• [SOURCE EXTRACT]:
□ □ □ □
End of the semester came finally :D. In the final part of our homeworks, we have implemented;
- Object Lights ( Sphere and Mesh)
- Monte Carlo Sampling
- Path Tracing
I struggled a lot as always and want to share what I did in this part. I got some weird results while implementing.
This homework is divided into two parts. In the first part we test object lights without using path tracing and in the second part, we merge the first part with path tracing technique.
Object Lights
We first had to implement object lights. They can be spheres or meshes. Best way to represent them in our project is using multiple inheritance;
- LightSphere is a Sphere and a Light
- LightMesh is a Mesh and a Light
Object lights can intersect with rays and this determines things like stopping conditions for path tracing usually.
In order to use object lights properly, we need to implement sampling techniques. With sampling, we randomly select a point on the object light and use that point for illumination. Object lights have radiance associated with them. This is not like intensity, we need to divide our result to the probability of sampling that point. We actually did that in area lights.
So, by keeping them in mind, I first implemented LightSphere and LightMesh classes and added functions to these classes for sampling random points. Different techniques are used for LightMeshes and LightSpheres
Light Mesh
Light Meshes have triangles and we first need to sample a triangle, and then we need to sample a point inside that triangle.
We want to have higher probability for selecting triangles with bigger surface areas. I came up with this idea after thinking:
I sorted all triangles of the mesh in an array with ascending order and generated a random float number (between 0.0 and 1.0) for indexing the array. I round and transform it into integer for indexing. But this random number has equal probability for all indices of the array. I thought that maybe if I take the square root of this random number (since it is less than 1.0) I will more likely to get higher indices and I tried it separately and saw that working.
And then, just as we saw in class, I uniformly sampled a point inside the selected triangle. I generated two random variables (between 0.0 and 1.0) and again for ensuring uniformity, I needed to take square root of one of my random variables.
After sampling, we need to divide the result to the probability of selecting that sample. It is normally;
(distance*distance) / (totalArea * costheta)Theta is the angle between our sampled direction and the surface normal of that triangle we have sampled.
Lastly, this light object may have transformations, so we also need to apply the transformation matrices accordingly.
Light Sphere
For getting a point on the sphere, we need to do inversion sampling. We first generate an orthonormal basis around the w direction (center_sphere – point) and then find theta and phi angles for generating a direction. We also need to know the theta_max which is;
std::asin(radius / (distanceBetween center and point)Before doing any of these, we first need to transform our point into the local coordinates of the sphere. After we finish sampling, we need to transform it back to world coordinates.
□ □ □ □
• [REQUIRED WORK]:
Write the next part of the post on object lights and path tracing, picking up right after its final sentence.

(Saved entries)
□ □ □ □
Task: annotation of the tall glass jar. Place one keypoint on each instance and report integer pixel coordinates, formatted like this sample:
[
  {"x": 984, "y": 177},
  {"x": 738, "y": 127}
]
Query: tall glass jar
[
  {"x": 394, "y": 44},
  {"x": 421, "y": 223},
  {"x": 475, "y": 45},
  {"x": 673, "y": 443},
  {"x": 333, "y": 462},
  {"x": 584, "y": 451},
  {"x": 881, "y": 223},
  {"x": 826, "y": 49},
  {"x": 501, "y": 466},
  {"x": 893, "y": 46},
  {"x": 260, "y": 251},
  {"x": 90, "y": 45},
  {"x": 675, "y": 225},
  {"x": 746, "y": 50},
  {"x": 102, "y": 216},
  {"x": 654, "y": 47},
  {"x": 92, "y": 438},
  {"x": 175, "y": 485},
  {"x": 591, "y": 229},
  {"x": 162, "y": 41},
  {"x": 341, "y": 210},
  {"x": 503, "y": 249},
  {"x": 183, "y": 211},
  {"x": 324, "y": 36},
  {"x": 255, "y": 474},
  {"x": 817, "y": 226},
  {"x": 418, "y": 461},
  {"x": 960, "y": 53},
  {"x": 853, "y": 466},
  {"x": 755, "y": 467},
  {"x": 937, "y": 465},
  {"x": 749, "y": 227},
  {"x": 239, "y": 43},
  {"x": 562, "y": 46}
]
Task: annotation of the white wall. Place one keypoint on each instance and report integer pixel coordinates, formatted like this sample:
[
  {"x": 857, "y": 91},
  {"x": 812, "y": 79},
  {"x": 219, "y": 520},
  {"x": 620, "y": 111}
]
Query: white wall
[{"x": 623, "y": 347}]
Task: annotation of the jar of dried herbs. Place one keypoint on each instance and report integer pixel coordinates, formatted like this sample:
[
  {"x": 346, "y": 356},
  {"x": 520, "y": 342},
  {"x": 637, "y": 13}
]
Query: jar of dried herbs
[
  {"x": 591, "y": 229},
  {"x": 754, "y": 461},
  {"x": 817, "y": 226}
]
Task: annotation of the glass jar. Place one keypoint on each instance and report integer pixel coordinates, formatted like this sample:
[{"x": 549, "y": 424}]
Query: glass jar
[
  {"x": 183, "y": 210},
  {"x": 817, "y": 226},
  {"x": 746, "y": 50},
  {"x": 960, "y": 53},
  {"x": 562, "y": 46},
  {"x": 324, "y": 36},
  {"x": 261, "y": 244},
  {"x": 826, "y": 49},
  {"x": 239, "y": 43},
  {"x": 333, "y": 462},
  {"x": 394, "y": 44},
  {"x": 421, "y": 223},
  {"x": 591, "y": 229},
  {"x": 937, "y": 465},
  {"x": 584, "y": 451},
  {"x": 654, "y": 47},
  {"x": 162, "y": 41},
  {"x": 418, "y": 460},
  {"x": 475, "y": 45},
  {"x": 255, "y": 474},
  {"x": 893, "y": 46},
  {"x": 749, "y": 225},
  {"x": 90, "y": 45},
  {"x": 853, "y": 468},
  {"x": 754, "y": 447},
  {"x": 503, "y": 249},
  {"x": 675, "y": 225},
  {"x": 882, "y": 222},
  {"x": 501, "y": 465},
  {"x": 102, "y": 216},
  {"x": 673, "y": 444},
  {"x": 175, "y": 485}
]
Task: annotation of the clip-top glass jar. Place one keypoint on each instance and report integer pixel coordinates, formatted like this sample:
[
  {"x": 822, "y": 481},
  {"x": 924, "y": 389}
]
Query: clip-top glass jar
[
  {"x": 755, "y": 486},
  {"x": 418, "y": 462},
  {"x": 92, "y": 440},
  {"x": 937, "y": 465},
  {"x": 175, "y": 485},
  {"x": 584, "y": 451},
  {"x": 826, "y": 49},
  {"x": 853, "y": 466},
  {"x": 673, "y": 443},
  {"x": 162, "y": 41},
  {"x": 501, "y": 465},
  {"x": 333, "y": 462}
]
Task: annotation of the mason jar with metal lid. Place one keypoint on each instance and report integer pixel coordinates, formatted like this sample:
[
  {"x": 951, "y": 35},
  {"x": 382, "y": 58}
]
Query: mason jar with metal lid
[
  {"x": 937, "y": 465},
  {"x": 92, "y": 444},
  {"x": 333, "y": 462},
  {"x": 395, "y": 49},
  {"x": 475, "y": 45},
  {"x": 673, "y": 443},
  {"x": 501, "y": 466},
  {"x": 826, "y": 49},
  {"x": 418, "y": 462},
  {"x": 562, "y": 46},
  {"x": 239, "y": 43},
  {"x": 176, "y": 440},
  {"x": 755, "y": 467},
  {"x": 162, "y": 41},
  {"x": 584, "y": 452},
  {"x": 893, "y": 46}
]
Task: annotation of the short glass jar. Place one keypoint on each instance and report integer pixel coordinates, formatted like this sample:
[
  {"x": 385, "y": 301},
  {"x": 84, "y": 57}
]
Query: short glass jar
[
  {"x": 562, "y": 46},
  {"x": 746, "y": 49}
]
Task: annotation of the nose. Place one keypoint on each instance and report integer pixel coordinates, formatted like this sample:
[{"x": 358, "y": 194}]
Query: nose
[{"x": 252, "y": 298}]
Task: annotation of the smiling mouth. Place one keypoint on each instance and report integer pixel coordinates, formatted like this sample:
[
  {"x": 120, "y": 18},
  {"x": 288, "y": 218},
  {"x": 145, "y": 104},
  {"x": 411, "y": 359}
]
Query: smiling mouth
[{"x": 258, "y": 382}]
□ □ □ □
• [THE ANSWER]:
Direct Lighthing
This is the first part of the homework. Here, I tried implementing object lights with direct lighting. I was constantly getting wrong results like these;
I was getting these errors because of some mistakes in sampling. They were silly mistakes. I corrected them after I figured out the problems.
Here are my results;
I don’t know why I get the picture above. I tried a lot of things and still it is slightly different.
This is the direct light part. After this, I leaned on implementing path tracing.
Path Tracing
In this part, we needed to make some additions to our cameras for rendering parameters. We have three parameters for path tracing;
- Importance Sampling ( or cosine sampling)
- Next Event Estimation
- Russian Roulette
Normally without importance sampling we uniformly sample directions around the surface normal for calculating the next bounce of the ray. But with importance sampling, directions more similar to the surface normal are more likely to be used.
With next event estimation, we also use illumination of light sources in each iteration. However, if our ray intersects with a light source, we discard that ray.
And finally, russian roulette is for determining when to terminate a ray. For doing that, I used the 1 – throughput approach. After many bounces, a ray is more likely to be terminated. But ofcourse, there is no termination while bounce number is smaller than max_recursion_depth.
And here are my results for pathTracing.
Diffuse scenes:
Glass Scenes:
Conclusion
It has been a great semester for me. I have learnt a lot in this class. Actually, it is the first time that I’m building this kind of a project. I’ve also read blogs of classmates and learnt a lot from them.
I also want to render veach ajar and sponza scenes but I was dealing with bugs and did not have time. But I will definitely render them. I also want to use some scenes which are uploaded on sketchfab. I also want to try them with my raytracer.
I’m trying to render veach ajar. I’m using low sample count for debugging purposes :D. Once it is finished, I will post it here.
And here it is 😀
Some High Quality Images
I can’t stop playing around with this :D. I have learnt how to use “screen” in inek machines so I’m using our ineks for creating these images.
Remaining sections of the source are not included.